## [DOCUMENT]
::::

Andy - I`ve only done the journey home so a bit difficult to tell. I`m aware that the shove in the back wont be as great but they aint to shabby and boy do they rev. The porsche silverstone experience looks great fun and IMHO would be in any car. I`d be interested to see your GTR up for sale after though


----------



## *MrB* (Dec 2, 2009)

Congrats on the purchase Chris :thumbsup:


----------



## CT17 (Mar 25, 2011)

Hope you enjoy the new toy. Looks nice.
I should probably like it as a car, but I think I just don't get the Porshce thing.

And I'll never understand such expensive cars leaving the handbrake on the wrong side when they convert over to LHD. Audi do the same on the TT-RS.
One of the things I like about the GT-R, it was built to be RHD first and foremost.

I'm assuming it's a higher purchase price but lower running costs on a 911 like this?

::::

## [GIVEN INFORMATION]
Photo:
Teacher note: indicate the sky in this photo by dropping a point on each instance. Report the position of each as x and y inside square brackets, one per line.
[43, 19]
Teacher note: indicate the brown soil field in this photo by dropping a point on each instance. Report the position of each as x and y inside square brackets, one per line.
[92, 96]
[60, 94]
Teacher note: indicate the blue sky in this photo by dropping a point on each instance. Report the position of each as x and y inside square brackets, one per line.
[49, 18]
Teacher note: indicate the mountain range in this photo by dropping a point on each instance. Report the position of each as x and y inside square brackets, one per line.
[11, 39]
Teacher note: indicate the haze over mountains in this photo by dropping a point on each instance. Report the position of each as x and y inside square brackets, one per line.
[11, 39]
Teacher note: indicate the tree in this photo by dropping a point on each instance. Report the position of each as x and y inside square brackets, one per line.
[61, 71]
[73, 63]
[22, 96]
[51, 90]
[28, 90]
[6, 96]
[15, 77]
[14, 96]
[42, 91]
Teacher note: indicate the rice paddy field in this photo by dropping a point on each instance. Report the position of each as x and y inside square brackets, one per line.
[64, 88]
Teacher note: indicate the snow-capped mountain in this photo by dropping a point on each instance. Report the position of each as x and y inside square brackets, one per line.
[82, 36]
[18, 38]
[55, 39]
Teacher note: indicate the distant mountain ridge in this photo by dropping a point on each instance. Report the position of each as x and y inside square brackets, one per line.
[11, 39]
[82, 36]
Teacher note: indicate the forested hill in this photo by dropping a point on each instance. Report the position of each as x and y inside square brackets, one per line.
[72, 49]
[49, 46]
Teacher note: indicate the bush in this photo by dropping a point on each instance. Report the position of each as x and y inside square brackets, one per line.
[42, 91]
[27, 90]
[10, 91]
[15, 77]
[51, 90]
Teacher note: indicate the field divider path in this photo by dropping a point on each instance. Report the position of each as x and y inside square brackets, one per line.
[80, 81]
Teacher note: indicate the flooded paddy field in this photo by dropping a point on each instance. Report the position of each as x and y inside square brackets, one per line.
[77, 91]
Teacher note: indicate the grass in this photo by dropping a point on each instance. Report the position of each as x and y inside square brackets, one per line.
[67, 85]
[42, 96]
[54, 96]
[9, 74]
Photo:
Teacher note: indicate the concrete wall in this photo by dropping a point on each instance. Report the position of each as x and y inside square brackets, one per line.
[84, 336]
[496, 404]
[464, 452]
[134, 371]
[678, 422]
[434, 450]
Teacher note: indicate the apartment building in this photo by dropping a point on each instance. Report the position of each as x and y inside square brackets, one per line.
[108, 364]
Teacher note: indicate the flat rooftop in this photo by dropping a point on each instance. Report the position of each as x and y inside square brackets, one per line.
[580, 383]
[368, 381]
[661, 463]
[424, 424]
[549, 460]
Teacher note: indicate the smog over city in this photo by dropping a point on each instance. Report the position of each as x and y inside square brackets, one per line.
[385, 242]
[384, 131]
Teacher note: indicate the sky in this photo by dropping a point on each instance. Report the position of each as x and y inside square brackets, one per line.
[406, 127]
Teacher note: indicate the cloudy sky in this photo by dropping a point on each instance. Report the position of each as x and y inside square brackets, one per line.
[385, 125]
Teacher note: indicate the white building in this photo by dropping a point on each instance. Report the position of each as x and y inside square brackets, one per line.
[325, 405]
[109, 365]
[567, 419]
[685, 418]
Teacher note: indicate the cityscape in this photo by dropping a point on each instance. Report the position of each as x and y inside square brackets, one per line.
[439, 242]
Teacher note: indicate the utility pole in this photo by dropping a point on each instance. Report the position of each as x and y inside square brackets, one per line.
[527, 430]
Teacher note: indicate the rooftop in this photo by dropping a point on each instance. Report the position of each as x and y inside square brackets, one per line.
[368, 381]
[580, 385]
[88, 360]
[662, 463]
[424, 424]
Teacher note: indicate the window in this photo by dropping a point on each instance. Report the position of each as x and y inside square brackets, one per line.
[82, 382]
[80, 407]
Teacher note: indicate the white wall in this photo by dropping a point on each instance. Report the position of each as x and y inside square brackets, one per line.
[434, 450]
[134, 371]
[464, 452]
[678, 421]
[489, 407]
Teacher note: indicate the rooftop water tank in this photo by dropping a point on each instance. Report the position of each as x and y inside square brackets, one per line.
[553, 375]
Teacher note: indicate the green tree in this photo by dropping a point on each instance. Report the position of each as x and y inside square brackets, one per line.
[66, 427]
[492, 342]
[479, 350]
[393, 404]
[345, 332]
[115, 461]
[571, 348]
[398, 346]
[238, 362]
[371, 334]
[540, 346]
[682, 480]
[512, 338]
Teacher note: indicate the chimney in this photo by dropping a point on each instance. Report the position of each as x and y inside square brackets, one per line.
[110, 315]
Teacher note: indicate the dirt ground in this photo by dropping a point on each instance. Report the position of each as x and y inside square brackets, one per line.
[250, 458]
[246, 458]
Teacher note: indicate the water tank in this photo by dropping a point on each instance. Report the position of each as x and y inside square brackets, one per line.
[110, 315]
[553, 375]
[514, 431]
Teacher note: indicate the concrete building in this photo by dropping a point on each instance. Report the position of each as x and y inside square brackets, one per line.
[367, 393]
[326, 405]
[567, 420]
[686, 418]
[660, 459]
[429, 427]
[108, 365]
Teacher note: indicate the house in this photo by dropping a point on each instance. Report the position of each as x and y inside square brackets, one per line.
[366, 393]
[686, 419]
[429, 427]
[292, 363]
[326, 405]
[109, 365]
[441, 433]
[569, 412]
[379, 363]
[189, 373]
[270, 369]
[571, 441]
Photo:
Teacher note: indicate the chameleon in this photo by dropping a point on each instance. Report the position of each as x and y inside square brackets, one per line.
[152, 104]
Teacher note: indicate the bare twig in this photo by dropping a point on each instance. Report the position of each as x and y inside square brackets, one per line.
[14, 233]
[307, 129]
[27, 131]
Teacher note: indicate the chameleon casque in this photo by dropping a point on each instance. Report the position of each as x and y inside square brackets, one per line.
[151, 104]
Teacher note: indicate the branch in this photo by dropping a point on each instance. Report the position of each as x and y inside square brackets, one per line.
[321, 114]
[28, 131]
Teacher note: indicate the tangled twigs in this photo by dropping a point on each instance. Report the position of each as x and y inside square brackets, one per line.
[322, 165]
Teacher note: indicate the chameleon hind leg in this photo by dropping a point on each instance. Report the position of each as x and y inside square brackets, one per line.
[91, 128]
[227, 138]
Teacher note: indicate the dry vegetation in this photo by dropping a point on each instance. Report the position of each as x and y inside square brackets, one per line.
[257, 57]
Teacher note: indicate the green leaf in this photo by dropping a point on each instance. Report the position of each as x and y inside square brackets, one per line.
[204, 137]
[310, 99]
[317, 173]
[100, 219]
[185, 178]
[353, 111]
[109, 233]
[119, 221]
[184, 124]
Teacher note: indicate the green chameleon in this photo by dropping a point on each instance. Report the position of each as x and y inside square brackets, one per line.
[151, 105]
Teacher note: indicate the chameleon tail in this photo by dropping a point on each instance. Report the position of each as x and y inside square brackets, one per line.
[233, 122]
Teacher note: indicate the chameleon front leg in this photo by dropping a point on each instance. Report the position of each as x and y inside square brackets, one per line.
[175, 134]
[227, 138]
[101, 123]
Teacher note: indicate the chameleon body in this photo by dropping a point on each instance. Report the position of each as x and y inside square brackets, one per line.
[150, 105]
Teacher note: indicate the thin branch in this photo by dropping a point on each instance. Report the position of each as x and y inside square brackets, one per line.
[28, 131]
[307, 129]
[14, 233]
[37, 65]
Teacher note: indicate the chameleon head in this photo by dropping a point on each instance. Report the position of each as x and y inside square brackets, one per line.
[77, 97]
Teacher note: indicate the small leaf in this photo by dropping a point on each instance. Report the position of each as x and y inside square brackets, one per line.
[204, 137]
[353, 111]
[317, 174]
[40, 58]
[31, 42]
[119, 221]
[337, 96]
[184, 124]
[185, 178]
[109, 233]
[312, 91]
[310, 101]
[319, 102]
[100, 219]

::::

## [WHAT YOU NEED TO DO]
According to the forum thread, which other car also leaves the handbrake on the wrong side when converted?

## [EXERCISE RESPONSE]
The Audi TT-RS.